## What the exercise asks
Pull out each line in the data below that contains the word "double", and copy every such line in full.

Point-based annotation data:
▶

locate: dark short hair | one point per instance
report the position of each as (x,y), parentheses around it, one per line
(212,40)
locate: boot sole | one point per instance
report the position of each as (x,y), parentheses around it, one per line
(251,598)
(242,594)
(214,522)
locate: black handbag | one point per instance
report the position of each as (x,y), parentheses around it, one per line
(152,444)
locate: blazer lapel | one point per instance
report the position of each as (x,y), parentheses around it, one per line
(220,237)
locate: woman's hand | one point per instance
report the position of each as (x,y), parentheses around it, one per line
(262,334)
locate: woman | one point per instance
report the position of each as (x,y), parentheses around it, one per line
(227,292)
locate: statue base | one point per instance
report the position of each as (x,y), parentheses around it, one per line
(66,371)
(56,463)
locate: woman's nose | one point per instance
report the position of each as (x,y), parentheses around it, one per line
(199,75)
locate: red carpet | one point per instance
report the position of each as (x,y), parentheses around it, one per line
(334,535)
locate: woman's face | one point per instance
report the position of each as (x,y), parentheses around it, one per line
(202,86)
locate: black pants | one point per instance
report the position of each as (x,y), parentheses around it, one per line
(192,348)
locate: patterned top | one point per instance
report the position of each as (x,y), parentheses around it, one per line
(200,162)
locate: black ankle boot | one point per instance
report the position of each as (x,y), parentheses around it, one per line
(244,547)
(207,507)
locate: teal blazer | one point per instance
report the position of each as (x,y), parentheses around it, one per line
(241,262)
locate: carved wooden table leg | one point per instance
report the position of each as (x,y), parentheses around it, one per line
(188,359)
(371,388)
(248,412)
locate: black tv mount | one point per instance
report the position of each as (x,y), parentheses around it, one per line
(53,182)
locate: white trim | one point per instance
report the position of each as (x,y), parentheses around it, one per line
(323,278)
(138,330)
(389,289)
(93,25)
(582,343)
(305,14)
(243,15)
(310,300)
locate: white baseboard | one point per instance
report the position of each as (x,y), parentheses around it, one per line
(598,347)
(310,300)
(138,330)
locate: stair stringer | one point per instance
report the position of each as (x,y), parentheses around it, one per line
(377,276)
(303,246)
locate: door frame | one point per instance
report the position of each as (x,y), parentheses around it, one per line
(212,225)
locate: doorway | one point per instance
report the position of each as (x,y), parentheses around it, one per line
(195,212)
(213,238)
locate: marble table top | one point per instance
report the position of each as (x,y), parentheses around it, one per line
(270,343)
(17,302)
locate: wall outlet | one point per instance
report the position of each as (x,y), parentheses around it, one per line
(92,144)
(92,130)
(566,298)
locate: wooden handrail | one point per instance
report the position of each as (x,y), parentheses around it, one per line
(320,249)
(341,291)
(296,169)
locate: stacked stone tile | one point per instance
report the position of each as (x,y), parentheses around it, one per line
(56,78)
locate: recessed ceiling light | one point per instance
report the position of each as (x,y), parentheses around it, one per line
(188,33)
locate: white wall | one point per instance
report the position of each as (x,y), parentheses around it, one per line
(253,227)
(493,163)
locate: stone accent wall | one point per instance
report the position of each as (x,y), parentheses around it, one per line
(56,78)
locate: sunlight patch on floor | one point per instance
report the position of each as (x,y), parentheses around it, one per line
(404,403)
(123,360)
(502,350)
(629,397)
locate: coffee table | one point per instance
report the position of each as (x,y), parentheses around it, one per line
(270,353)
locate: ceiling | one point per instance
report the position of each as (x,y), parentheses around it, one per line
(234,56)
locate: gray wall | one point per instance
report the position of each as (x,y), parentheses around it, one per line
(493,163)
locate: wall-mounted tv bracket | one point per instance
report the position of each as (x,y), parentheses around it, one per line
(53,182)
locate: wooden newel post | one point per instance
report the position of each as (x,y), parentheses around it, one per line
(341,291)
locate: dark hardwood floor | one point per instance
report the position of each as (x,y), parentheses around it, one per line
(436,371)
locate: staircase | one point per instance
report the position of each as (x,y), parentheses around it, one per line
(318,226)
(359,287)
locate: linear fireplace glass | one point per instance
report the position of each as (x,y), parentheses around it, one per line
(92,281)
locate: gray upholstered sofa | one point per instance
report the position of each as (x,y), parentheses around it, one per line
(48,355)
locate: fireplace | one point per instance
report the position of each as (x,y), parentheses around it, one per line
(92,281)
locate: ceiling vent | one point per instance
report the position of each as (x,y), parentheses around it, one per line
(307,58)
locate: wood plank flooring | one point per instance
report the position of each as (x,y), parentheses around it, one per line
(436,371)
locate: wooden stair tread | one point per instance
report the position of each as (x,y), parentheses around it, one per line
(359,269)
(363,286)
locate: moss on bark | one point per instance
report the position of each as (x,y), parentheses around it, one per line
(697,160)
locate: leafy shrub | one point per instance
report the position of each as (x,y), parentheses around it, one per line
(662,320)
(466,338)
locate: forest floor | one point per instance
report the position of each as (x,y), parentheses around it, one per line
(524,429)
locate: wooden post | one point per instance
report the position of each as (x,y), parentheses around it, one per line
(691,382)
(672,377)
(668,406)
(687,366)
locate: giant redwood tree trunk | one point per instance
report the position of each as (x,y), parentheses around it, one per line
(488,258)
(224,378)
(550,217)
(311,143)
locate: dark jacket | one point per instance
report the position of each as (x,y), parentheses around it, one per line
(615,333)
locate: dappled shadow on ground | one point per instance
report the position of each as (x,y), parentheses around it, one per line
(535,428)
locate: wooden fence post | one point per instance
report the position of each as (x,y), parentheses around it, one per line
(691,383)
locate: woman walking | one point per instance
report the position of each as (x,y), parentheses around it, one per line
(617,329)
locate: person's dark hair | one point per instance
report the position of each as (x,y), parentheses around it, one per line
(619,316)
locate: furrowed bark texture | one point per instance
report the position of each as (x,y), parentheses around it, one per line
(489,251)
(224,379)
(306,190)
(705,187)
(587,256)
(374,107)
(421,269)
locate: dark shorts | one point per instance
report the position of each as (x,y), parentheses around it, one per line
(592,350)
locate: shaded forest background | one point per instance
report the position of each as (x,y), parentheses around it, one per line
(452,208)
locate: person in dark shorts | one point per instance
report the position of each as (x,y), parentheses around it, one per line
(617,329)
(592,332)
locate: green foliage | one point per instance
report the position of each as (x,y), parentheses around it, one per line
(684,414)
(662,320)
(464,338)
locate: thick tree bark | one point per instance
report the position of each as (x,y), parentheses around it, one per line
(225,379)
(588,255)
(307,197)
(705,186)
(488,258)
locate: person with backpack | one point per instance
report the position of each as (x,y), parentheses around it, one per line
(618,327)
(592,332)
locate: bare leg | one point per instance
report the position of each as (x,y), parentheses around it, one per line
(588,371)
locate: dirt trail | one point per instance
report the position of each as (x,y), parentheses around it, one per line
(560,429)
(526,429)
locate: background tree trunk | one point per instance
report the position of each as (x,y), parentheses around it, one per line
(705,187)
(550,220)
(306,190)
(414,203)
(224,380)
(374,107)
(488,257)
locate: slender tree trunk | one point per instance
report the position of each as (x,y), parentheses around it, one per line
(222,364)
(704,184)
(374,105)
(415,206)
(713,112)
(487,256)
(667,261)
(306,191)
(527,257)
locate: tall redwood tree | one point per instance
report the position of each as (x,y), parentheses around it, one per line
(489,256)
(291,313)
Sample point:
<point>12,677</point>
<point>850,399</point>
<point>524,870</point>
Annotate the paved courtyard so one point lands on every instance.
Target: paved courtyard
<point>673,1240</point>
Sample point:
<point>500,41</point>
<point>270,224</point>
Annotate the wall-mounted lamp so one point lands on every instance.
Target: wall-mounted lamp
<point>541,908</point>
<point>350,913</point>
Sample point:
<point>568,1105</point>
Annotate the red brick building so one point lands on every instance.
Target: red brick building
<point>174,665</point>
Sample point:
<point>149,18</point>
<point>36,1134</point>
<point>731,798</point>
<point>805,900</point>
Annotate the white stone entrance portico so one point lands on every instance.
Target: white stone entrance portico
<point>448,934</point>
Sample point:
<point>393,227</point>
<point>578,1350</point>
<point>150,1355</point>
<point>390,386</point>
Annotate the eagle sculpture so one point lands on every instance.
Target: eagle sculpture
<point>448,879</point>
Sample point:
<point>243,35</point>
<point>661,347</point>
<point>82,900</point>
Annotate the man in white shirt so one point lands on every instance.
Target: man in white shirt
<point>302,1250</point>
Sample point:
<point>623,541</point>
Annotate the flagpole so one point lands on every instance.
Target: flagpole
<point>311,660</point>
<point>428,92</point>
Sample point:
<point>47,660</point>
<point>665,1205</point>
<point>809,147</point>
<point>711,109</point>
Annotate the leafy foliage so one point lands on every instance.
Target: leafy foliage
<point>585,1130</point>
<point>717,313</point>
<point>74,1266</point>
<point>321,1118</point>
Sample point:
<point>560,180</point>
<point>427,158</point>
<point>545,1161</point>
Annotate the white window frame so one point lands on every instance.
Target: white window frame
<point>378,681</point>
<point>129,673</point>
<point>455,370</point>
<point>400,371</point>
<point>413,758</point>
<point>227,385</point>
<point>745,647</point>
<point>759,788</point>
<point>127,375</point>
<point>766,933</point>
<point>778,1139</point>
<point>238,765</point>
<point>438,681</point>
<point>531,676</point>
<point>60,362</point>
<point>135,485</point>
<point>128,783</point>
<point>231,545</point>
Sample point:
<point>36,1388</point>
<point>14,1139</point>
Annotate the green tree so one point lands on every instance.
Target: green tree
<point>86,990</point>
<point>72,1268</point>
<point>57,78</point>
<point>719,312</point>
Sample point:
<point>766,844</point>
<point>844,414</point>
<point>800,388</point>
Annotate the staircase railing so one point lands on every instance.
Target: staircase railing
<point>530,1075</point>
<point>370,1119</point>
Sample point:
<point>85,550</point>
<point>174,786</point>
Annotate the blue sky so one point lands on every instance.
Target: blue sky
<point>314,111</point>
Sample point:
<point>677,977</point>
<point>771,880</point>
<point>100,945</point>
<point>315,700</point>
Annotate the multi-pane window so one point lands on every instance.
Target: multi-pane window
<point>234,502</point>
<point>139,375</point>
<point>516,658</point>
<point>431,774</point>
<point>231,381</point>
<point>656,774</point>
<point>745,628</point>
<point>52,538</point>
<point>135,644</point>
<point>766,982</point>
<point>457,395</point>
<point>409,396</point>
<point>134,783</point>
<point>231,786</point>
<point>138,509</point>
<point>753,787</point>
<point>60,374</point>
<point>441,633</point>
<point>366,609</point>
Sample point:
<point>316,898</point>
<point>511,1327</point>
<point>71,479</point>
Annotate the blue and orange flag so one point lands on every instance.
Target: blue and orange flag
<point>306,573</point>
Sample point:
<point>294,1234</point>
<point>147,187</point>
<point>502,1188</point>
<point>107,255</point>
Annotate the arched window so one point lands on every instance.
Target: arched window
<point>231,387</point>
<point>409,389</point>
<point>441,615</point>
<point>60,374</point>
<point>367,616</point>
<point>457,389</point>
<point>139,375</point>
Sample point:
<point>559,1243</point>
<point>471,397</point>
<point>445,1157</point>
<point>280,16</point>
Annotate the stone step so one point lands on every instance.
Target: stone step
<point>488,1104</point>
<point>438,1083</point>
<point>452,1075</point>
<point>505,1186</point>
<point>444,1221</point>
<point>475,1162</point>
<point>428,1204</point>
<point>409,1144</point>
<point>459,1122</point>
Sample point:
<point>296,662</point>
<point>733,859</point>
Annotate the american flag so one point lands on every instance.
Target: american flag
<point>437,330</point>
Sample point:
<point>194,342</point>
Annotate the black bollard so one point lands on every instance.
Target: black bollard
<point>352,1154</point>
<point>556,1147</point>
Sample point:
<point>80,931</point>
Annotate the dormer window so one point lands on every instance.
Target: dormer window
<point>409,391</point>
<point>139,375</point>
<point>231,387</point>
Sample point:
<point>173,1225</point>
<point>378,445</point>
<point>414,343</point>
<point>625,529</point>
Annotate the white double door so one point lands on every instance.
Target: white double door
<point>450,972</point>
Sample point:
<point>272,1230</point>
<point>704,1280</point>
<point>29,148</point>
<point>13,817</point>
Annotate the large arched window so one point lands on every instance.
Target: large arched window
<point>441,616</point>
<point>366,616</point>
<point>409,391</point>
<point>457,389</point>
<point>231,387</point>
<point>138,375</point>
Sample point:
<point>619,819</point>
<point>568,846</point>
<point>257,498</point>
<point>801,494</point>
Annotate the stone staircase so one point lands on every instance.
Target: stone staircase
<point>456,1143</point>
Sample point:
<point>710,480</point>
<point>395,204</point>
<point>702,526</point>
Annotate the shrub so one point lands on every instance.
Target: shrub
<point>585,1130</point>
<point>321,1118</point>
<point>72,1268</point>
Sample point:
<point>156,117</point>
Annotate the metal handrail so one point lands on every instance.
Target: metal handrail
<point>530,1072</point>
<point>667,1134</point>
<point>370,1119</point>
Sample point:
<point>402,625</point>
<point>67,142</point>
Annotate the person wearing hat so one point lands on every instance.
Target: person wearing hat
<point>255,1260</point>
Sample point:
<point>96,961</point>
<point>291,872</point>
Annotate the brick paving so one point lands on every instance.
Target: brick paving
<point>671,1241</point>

◀

## Correct response
Annotate the white double door so one point lands on every instance.
Target: white double door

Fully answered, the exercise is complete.